__SUPPLIED TEXT__.
>> start
It's not about who said it, it's about, I'm asking you about the premise, the idea.
Imagination, the open-mindedness, imagination, another friend of mine... The ability to imagine.
Oh, I mean, that requires an open mind.
And a friend of mine has this quote that I steal all the time.
He says, the best thinkers are those that are able to hold two contradictory opposing thoughts in their mind at the same time and be comfortable with it.
I have no problem with that.
However, I do know that our controllers, which I believe exist, that's exactly the premise they use by which to control people.
They throw out two opposites, like I was saying, and that's what puts everyone in this state of confusion that you're actually referring to in your sort of meta-war sort of synopsis, right?
Well, as part of too much information, when you create dissonance, any sort of cognitive dissonance creates... you fall back to an initial bias condition.
But the dissonance is what messes people up, because it requires an awful lot of electrical energy in your brain to sort it out.
And it becomes very tiring.
Well, I understand what they are from a linguistic standpoint, yes.
synthesis.
Well, I understand what they are from a linguistic standpoint, yes.
Okay, but that's actually the way you do it.
That's the method.
Okay.
So, thesis, those are opposites, you know, a premise, the anti-premise, and then some kind of...
And one would say that war is actually just that.
The war is the combustion of the two together that will rely or result in a synthesis, right?
Okay, yeah, that's not my area of expertise.
I understand, but this is just a model for understanding how these union of opposites, having this dissonance, can be solved and understood.
Yeah, the way that we look at it is from what we call feedback loops.
Okay.
You know what an amplifier is, right?
Yes.
An amplifier for your Speakers.
Right.
And you have a knob that goes all the way down to zero, right?
Yes.
Doesn't go to zero.
It goes to almost zero, not quite.
Now inside of that amplifier there is a circuit called a feedback controller that you have no control over because if that did not exist the system would blow itself up!
And you may recall this now from the 1770s.
A thing called a governor on a steam engine when they were learning how to build trains.
You know the phrase, balls to the wall, right?
Yeah.
All right.
Balls to the wall comes from a steam engine, a governor, to keep the engine from going too fast.
So what it is, is from the engine crank thing that goes to the wheels, they had another little thing that came up into a pipe that spun.
And on that spinner were two prongs with big balls on the end of it.
And when those balls, they put a container on top of it, when those balls connected and started talking to the wall and hit the wall, balls to the wall, the engine could go no faster.
That's a feedback loop in order to control the system.
So yes, you're going to always have some balance of thesis and antithesis.
It's always going to be there.
But the likelihood of it sitting in the middle for any extended period of time is nigh on impossible.
Sure, but what you're in essence trying to build is some kind of system like that for the mind, is that right?
The mind has it already built in.
>> end
__WRITTEN INSTRUCTION A__. Filter the records below and copy every line that contains the word "reflection".

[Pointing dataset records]
>> start
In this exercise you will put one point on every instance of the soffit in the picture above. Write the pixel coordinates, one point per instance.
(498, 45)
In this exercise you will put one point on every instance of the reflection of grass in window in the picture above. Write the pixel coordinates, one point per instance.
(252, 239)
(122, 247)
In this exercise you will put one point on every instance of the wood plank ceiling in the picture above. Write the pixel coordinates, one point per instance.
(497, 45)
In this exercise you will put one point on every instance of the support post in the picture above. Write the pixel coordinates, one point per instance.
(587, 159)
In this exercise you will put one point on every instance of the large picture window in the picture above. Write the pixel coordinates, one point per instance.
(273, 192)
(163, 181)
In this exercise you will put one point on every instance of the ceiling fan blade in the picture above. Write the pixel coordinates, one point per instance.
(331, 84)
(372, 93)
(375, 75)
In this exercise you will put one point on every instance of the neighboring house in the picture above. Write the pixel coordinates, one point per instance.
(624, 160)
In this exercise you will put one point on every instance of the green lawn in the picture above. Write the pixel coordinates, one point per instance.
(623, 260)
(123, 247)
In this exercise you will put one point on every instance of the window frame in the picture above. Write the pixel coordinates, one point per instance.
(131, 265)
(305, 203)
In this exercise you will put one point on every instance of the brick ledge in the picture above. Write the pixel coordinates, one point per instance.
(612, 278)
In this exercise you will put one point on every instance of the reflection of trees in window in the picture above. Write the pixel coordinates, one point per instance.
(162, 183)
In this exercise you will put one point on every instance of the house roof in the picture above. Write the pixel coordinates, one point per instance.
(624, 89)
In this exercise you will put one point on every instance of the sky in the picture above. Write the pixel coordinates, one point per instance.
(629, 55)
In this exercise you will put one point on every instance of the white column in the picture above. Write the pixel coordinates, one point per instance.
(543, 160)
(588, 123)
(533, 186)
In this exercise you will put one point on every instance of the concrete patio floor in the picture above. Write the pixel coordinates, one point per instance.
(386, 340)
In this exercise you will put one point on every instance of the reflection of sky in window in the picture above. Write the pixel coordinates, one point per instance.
>> end
__WRITTEN INSTRUCTION B__. Summarize the conversation above in three sentences.

__PROBLEM SOLUTION A__.
In this exercise you will put one point on every instance of the reflection of grass in window in the picture above. Write the pixel coordinates, one point per instance.
In this exercise you will put one point on every instance of the reflection of trees in window in the picture above. Write the pixel coordinates, one point per instance.
In this exercise you will put one point on every instance of the reflection of sky in window in the picture above. Write the pixel coordinates, one point per instance.

__PROBLEM SOLUTION B__. One speaker argues that controllers throw out two opposites to control people, leaving everyone confused, and the reply is that cognitive dissonance makes people fall back to an initial bias and is very tiring because sorting it out takes a lot of electrical energy in the brain. The first speaker then offers thesis, antithesis and synthesis as a model for resolving such opposites and calls war the combustion of the two. The other speaker describes the same thing through feedback loops, using an amplifier's feedback controller and a steam engine governor ("balls to the wall") as examples, and concludes that some balance of thesis and antithesis will always exist but will almost never stay in the middle for long, and that the mind already has this kind of system built in.